# Task to complete:
Reproduce the tail of the data exactly. It starts at the line containing "Query: cream stole" and runs to the last line.

[[ Data to use, beginning ]]

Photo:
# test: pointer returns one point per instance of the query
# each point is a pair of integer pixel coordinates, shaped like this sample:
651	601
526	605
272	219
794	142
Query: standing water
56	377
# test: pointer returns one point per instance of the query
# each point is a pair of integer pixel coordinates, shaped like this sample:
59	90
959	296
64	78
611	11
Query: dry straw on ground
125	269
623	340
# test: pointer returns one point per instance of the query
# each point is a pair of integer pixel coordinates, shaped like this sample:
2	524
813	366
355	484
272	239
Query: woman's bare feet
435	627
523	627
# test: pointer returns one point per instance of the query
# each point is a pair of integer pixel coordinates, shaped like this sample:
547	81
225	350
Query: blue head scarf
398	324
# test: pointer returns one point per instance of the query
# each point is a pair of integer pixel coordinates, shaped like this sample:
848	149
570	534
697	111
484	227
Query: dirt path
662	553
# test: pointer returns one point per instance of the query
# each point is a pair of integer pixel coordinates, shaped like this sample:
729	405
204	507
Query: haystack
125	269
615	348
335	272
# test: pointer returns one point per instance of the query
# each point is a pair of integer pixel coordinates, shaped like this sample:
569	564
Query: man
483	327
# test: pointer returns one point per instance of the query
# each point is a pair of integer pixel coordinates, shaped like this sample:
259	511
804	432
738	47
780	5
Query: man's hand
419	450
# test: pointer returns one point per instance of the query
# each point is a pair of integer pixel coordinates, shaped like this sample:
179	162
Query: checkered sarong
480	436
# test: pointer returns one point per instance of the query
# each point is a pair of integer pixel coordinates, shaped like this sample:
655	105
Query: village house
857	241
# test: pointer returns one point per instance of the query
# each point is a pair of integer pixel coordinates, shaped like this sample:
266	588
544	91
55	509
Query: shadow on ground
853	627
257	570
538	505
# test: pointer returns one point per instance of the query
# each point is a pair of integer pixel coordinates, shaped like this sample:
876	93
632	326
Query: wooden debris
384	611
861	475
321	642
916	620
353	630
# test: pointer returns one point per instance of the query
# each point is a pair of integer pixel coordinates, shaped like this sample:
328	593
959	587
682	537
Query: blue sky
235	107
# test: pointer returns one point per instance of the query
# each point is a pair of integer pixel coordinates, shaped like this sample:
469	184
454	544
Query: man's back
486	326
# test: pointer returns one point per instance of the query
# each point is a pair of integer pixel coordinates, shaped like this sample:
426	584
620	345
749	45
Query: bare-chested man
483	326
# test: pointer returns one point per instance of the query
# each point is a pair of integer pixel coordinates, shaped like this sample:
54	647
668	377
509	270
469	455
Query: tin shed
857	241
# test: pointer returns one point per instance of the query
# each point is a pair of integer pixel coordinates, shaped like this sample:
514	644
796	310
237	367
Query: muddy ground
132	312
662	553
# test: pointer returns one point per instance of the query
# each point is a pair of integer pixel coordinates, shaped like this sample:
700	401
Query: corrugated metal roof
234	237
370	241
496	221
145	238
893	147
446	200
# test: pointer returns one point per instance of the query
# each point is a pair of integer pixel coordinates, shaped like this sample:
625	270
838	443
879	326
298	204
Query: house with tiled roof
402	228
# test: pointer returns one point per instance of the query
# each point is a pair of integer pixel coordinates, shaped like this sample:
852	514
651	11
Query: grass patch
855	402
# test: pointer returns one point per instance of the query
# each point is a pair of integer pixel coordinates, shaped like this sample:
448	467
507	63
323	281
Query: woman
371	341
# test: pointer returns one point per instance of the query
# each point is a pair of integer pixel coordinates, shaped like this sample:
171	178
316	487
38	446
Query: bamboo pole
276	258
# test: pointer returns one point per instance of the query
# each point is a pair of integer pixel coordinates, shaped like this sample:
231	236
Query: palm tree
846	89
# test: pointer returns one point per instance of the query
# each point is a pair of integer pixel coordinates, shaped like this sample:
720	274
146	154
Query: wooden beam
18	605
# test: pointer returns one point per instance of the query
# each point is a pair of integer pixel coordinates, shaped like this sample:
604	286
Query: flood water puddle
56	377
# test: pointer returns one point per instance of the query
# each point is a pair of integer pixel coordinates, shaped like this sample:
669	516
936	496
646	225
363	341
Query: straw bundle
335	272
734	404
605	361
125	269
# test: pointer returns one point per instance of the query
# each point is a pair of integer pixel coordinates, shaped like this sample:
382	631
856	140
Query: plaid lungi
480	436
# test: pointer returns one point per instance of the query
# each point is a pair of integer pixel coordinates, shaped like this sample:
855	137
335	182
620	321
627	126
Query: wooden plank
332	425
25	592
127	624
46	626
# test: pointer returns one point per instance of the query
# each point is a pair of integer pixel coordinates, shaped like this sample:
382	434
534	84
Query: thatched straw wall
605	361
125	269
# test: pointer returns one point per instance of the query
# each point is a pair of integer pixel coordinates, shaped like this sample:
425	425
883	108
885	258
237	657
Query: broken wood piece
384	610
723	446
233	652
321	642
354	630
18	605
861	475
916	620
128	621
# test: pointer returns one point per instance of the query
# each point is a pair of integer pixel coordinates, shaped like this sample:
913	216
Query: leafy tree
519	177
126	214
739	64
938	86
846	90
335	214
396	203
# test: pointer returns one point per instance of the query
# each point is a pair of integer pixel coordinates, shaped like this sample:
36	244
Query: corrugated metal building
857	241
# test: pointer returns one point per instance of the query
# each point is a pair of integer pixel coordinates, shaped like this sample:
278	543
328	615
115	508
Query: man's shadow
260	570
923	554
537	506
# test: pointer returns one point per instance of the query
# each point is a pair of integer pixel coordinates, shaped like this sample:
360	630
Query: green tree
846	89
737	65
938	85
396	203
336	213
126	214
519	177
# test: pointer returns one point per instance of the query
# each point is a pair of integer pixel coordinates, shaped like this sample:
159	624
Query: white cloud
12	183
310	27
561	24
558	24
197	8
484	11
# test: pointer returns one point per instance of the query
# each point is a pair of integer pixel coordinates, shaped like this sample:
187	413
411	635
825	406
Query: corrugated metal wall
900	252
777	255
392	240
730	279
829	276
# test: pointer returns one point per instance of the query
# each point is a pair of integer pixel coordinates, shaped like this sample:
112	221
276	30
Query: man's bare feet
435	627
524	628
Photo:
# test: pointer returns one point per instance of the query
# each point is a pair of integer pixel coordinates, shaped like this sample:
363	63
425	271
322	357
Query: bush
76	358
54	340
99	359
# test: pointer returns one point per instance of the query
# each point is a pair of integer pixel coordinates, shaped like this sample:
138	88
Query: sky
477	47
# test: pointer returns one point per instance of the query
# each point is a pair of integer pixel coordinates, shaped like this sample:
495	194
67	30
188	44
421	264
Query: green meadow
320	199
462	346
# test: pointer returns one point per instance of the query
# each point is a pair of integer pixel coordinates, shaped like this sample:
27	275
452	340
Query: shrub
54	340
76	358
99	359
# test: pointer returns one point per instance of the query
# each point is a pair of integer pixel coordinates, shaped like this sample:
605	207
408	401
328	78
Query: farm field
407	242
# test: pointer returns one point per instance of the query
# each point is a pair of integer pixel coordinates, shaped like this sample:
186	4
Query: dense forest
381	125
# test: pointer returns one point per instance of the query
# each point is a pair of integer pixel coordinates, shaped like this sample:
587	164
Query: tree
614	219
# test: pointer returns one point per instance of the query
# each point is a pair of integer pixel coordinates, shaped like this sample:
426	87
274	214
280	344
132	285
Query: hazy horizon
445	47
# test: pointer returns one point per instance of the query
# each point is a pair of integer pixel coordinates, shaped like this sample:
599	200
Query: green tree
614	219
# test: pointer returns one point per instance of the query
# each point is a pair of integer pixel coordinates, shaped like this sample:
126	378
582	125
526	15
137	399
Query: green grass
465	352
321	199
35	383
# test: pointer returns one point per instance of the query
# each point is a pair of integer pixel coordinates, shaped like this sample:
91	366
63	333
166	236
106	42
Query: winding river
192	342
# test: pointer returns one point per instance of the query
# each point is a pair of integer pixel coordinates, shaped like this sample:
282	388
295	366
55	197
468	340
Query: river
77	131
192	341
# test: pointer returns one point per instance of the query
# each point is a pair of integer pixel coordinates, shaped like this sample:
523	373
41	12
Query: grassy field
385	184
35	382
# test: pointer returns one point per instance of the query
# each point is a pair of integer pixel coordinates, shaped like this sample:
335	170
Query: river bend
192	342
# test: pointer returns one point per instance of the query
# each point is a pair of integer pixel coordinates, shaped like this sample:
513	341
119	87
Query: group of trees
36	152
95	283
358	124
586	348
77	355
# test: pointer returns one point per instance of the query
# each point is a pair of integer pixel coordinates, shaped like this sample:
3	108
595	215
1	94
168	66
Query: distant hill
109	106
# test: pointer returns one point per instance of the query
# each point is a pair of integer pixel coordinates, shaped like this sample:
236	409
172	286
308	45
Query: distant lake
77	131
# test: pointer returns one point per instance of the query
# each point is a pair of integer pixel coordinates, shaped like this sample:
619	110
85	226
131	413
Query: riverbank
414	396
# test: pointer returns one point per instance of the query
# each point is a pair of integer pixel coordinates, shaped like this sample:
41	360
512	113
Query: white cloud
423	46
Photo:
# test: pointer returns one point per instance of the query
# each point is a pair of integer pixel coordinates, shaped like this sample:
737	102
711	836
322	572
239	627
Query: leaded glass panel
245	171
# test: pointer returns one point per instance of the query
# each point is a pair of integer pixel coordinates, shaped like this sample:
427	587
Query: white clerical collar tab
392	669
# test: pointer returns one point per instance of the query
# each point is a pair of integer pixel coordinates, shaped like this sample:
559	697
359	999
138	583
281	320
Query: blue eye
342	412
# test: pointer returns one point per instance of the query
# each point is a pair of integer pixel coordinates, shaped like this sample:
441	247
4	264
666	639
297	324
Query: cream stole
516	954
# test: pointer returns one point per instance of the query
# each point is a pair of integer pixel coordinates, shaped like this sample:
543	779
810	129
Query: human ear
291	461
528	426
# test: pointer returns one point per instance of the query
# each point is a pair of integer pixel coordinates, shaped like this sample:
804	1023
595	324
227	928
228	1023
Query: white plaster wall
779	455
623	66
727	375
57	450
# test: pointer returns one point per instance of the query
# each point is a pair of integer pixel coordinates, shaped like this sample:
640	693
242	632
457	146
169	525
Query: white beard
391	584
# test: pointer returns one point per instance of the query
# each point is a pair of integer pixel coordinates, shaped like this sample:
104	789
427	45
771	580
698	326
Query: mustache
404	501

[[ Data to use, end ]]

# Output of the exercise:
Query: cream stole
516	954
# test: pointer returns one point per instance of the query
# each point is a pair of integer pixel coordinates, shaped like this sample:
543	779
810	129
Query: human ear
291	461
528	426
# test: pointer returns one point per instance of the query
# each point is a pair of integer pixel coordinates, shaped like this sample:
804	1023
595	324
227	928
228	1023
Query: white plaster wall
779	455
623	66
727	375
57	450
# test: pointer returns one point per instance of the query
# each point is a pair of integer pixel coordinates, shaped like this sample:
640	693
242	632
457	146
169	525
Query: white beard
391	584
# test: pointer returns one point per instance of the query
# each point is a pair of integer pixel coordinates, shaped like this sample:
104	789
427	45
771	580
698	326
Query: mustache
404	501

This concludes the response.